- Input rows
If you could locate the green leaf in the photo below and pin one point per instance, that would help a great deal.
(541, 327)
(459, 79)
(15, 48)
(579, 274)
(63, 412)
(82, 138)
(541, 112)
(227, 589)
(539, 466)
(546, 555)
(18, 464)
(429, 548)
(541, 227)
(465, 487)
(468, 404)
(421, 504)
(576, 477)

- Your objective
Reproduce every entry above verbatim, keeping each line unchanged.

- Exercise result
If you could locate the green leaf in the photo below and pin one point per instance, that would help a great deal.
(541, 327)
(459, 79)
(15, 48)
(579, 274)
(63, 412)
(82, 138)
(541, 112)
(227, 589)
(539, 466)
(546, 555)
(18, 464)
(429, 548)
(541, 227)
(465, 487)
(468, 404)
(421, 504)
(576, 477)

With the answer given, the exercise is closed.